A block of data
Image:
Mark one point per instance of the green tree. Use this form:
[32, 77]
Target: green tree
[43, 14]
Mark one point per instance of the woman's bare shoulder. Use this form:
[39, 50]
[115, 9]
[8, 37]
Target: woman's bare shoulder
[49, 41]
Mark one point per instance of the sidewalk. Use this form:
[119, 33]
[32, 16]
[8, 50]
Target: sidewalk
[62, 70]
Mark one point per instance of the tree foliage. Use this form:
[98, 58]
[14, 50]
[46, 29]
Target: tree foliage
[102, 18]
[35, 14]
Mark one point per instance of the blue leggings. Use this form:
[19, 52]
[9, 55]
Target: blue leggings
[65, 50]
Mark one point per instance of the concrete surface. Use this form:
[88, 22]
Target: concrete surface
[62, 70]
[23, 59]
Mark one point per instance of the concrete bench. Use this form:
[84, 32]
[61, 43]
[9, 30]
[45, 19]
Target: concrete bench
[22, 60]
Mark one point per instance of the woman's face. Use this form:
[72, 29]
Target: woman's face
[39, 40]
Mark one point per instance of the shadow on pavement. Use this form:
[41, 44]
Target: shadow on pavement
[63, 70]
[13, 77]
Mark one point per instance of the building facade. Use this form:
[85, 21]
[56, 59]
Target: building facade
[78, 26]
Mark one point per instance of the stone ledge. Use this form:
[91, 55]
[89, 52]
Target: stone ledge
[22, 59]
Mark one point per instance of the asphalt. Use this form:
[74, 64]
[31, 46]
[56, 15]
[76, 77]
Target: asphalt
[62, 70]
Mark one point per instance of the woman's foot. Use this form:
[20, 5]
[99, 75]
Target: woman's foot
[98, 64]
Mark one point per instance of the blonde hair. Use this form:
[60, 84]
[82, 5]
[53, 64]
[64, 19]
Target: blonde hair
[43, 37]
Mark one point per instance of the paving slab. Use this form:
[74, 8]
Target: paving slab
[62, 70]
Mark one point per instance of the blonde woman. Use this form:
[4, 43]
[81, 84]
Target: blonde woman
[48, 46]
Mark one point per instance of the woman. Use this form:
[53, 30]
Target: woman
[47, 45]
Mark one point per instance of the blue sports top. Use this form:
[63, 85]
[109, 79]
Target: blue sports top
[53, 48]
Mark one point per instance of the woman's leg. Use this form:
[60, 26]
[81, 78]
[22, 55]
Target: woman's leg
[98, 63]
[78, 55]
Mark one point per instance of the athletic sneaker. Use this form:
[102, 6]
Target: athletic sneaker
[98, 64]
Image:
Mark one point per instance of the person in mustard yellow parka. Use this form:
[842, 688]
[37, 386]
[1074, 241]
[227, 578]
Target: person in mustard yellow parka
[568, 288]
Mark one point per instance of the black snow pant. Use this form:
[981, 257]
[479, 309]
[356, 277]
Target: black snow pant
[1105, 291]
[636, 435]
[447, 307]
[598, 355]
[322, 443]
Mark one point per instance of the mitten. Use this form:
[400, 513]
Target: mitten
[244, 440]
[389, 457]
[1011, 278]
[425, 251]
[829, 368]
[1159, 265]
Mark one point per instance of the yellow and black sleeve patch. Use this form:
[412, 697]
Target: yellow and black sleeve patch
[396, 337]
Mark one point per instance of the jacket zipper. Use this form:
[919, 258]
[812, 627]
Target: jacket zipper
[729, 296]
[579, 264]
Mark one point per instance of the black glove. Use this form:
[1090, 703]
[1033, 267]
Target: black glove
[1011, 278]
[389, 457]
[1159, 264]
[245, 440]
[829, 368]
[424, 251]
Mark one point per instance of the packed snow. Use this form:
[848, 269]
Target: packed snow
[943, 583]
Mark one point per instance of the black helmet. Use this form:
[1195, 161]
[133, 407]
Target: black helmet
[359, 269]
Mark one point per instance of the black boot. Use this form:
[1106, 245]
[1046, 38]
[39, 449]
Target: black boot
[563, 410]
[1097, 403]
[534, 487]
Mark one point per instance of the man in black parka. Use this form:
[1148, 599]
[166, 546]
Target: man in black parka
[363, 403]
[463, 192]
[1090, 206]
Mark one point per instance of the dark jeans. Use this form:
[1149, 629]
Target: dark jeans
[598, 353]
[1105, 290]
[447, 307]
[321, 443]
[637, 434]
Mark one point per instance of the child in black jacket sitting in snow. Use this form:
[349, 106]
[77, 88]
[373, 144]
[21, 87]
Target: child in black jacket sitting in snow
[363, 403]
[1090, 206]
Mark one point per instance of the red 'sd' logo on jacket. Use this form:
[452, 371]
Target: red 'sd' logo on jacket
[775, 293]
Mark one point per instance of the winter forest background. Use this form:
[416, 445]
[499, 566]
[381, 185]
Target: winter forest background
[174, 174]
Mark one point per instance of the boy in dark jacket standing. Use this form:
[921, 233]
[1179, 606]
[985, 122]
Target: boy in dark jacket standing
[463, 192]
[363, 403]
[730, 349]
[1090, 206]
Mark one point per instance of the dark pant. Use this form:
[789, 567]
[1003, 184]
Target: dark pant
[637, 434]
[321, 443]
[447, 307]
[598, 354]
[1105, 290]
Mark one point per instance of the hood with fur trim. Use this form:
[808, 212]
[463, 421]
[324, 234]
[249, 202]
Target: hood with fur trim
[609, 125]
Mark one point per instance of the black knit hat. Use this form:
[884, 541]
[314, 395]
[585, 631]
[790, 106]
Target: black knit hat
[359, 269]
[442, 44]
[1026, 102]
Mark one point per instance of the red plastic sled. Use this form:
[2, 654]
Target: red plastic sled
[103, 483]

▶ _REQUIRED TASK_:
Copy each line of the data above without altering a single character.

▶ _SOLVED EXERCISE_:
Image:
Mark one point per instance of the green tree. Use this form:
[32, 77]
Target: green tree
[43, 14]
Mark one point per instance of the woman's bare shoulder. Use this form:
[39, 50]
[115, 9]
[8, 37]
Target: woman's bare shoulder
[49, 41]
Mark one point per instance of the sidewalk. Use this form:
[119, 33]
[32, 16]
[8, 50]
Target: sidewalk
[62, 70]
Mark one point per instance of the tree foliage. Use this form:
[98, 58]
[14, 50]
[46, 29]
Target: tree foliage
[102, 18]
[35, 14]
Mark one point per instance of the blue leggings. Use this form:
[19, 52]
[9, 55]
Target: blue leggings
[65, 50]
Mark one point per instance of the concrete surface. Use this form:
[88, 22]
Target: concrete surface
[62, 70]
[23, 59]
Mark one point per instance of the concrete bench. Use this form:
[84, 32]
[61, 43]
[9, 30]
[45, 19]
Target: concrete bench
[22, 60]
Mark one point per instance of the woman's face. Use this form:
[72, 29]
Target: woman's face
[39, 40]
Mark one point per instance of the shadow on pavement. Use this form:
[41, 44]
Target: shadow on pavement
[63, 70]
[13, 77]
Mark one point per instance of the building facade. Use this form:
[85, 21]
[56, 59]
Target: building facade
[78, 26]
Mark one point per instance of the stone ledge. Use this form:
[91, 55]
[89, 52]
Target: stone ledge
[22, 59]
Mark one point per instance of the asphalt. Use this form:
[74, 64]
[31, 46]
[56, 15]
[76, 77]
Target: asphalt
[62, 70]
Mark one point per instance of the woman's foot. Use this form:
[20, 5]
[99, 75]
Target: woman's foot
[98, 64]
Mark one point per instance of the blonde hair. Use this form:
[60, 84]
[82, 5]
[53, 64]
[64, 19]
Target: blonde hair
[43, 37]
Mark one point per instance of the paving slab. Use this form:
[74, 8]
Target: paving slab
[62, 70]
Mark one point per instance of the blonde woman. Use this form:
[4, 43]
[81, 84]
Target: blonde woman
[48, 46]
Mark one point per instance of the woman. Use this form:
[53, 30]
Target: woman
[47, 45]
Mark one point per instance of the blue sports top. Use this form:
[63, 85]
[109, 79]
Target: blue sports top
[53, 48]
Mark one point per instance of the woman's leg. Use this form:
[60, 26]
[81, 78]
[22, 55]
Target: woman's leg
[98, 63]
[78, 55]
Mark one point per instance of the athletic sneaker. Use this form:
[102, 6]
Target: athletic sneaker
[98, 64]
Image:
Mark one point per instance of the person in mustard yellow parka. Use this form:
[842, 688]
[37, 386]
[1074, 241]
[227, 578]
Target: person in mustard yellow parka
[568, 288]
Mark one point per instance of the black snow pant. Use this form:
[981, 257]
[479, 309]
[356, 277]
Target: black snow pant
[1105, 291]
[636, 435]
[447, 307]
[598, 355]
[322, 443]
Mark one point per instance of the mitten. Use this form:
[400, 513]
Target: mitten
[244, 440]
[389, 457]
[1011, 278]
[425, 251]
[829, 368]
[1159, 265]
Mark one point per instance of the yellow and black sleeve patch. Use this form:
[412, 697]
Target: yellow and black sleeve patch
[396, 337]
Mark one point per instance of the jacket zipper. Use this form:
[919, 258]
[812, 627]
Target: jacket zipper
[729, 296]
[579, 264]
Mark one point per instance of the black glove. Use this form:
[1090, 703]
[1033, 267]
Target: black glove
[1011, 278]
[389, 457]
[1159, 264]
[245, 440]
[829, 368]
[424, 251]
Mark one point per instance of the packed snow. Use this form:
[848, 269]
Target: packed snow
[943, 583]
Mark one point per instance of the black helmet. Use this form:
[1195, 161]
[133, 407]
Target: black helmet
[359, 269]
Mark one point per instance of the black boot. Use this form:
[1106, 245]
[1046, 38]
[39, 449]
Target: black boot
[563, 410]
[1097, 403]
[534, 487]
Mark one point per instance of the man in black parka. Use this form:
[1148, 599]
[166, 546]
Target: man in black parka
[363, 403]
[463, 192]
[1090, 206]
Mark one point per instance of the dark jeans. Use this form:
[1149, 629]
Target: dark jeans
[598, 353]
[1105, 290]
[447, 307]
[321, 443]
[637, 434]
Mark one point per instance of the child in black jacket sitting in snow. Use this form:
[349, 106]
[77, 88]
[373, 144]
[21, 87]
Target: child in black jacket sitting in snow
[363, 403]
[1090, 206]
Mark one point per instance of the red 'sd' logo on jacket. Use this form:
[452, 371]
Target: red 'sd' logo on jacket
[775, 293]
Mark one point per instance of the winter forest background. Use this form:
[416, 445]
[499, 566]
[381, 185]
Target: winter forest background
[174, 174]
Mark one point per instance of the boy in dark jacket standing. Use this form:
[921, 233]
[1179, 606]
[985, 122]
Target: boy in dark jacket standing
[463, 192]
[363, 403]
[730, 349]
[1090, 206]
Mark one point per instance of the dark pant. Use this form:
[789, 567]
[1003, 184]
Target: dark pant
[637, 434]
[321, 443]
[447, 307]
[598, 354]
[1105, 290]
Mark one point per instance of the hood with fur trim. Use this form:
[808, 212]
[463, 421]
[324, 234]
[249, 202]
Target: hood with fur trim
[609, 125]
Mark one point per instance of the black knit hat. Use this form:
[884, 541]
[314, 395]
[585, 631]
[790, 106]
Target: black knit hat
[359, 269]
[442, 44]
[1026, 102]
Mark one point per instance of the red plastic sled. Use this form:
[2, 654]
Target: red plastic sled
[103, 483]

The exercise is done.